Brano citato:
• • •

La maggior parte di branzini (spigole) e orate servite al ristorante sono di allevamento e spesso provengono dall’estero. La legge non obbliga a scriverlo sul menu, ma alla domanda precisa del cliente il gestore deve fornire una risposta altrettanto precisa.
La necessità di utilizzare sempre di più pesce cresciuto in vasca oppure in gabbie ancorate a mare, è correlata alla scarsità di pescato nel mar Mediterraneo e più in generale altrove. La causa, riconosciuta a livello internazionale e dalla Fao, è l’eccesso di catture: la pesca ha raggiunto livelli insostenibili superando in alcune aree i limiti consentiti.
In Italia il pesce catturato rappresenta solo il 30% del totale. Per noi il Fish Dependance Day, ovvero il giorno in cui finisce il consumo di pescato nostrano e comincia quello d’importato, si colloca intorno al 21 aprile.
Per questi motivi aumenta progressivamente l’importanza dell’acquacoltura che attualmente fornisce la metà del pesce consumato nel mondo, con buone probabilità di arrivare all’85% nel 2050. Nonostante l’orientamento favorevole della UE e le richieste del mercato, l’allevamento di pesci e crostacei in Italia stenta a decollare.
L’acquacoltura crea anche problemi di sostenibilità laddove le farine di pesce destinate a pesci carnivori come salmoni, orate e branzini sono ottenute dalla pesca di aringhe o pesce azzurro di minor valore commerciale. Per aumentare la sostenibilità l’acquacoltura utilizza sempre di più gli scarti della lavorazione del pesce inscatolato ( tonni , sardine ….) per ottenere le farine del mangime. Il problema non si pone per specie come il pangasio perchè si usano mangimi vegetali.
Le specie allevate più apprezzate dagli italiani sono orate, branzini, rombi, salmone, trote, trote salmonate, ombrine, ricciola, anguille e gamberi. All’elenco occorre aggiungere anche alcune specie di tonni, sogliole, carpe, cernie, pesci gatto, tilapie e il famoso pangasio.

• • •

Esercizi:
A - Rispondi a queste domande sul brano riguardante il pesce d'allevamento:
(i) In Italia, quale percentuale del totale rappresenta il pesce catturato?
(ii) Intorno a quale data si colloca per l'Italia il Fish Dependance Day?
(iii) A quale percentuale potrebbe arrivare l'acquacoltura nel 2050?
B - Riporta senza modifiche il brano sul pesce d'allevamento da "Le specie allevate" fino a "il famoso pangasio." incluso.
Le voci provengono da un'altra fonte.

[Voci di etichettatura delle regioni]
• • •

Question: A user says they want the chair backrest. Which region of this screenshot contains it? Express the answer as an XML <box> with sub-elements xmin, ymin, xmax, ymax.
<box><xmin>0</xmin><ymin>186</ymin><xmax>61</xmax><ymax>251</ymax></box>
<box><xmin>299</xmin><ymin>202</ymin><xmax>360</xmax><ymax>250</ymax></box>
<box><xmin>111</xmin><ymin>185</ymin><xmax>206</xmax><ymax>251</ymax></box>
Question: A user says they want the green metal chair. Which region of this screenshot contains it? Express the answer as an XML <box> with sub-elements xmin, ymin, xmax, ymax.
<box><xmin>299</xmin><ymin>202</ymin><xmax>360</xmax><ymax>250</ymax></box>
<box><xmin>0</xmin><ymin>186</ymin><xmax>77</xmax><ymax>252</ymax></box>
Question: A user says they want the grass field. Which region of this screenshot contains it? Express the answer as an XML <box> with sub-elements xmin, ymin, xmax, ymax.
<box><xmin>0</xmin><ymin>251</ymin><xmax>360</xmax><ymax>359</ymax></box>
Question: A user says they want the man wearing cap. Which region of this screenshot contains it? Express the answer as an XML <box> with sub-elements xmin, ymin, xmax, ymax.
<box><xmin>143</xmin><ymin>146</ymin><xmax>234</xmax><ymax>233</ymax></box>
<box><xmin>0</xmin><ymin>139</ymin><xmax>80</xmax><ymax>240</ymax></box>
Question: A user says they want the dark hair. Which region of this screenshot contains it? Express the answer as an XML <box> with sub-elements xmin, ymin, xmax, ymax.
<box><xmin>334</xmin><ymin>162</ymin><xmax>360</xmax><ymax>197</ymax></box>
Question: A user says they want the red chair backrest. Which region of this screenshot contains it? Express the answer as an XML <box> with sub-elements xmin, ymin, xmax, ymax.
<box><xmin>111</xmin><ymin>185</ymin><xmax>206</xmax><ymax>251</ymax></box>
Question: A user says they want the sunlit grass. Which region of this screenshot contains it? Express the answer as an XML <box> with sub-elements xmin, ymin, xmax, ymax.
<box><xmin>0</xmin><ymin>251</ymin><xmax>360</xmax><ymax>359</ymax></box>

• • •

Risposte per esercizio:
A -
(i) Il 30%.
(ii) Intorno al 21 aprile.
(iii) All'85%.

B -
Le specie allevate più apprezzate dagli italiani sono orate, branzini, rombi, salmone, trote, trote salmonate, ombrine, ricciola, anguille e gamberi. All’elenco occorre aggiungere anche alcune specie di tonni, sogliole, carpe, cernie, pesci gatto, tilapie e il famoso pangasio.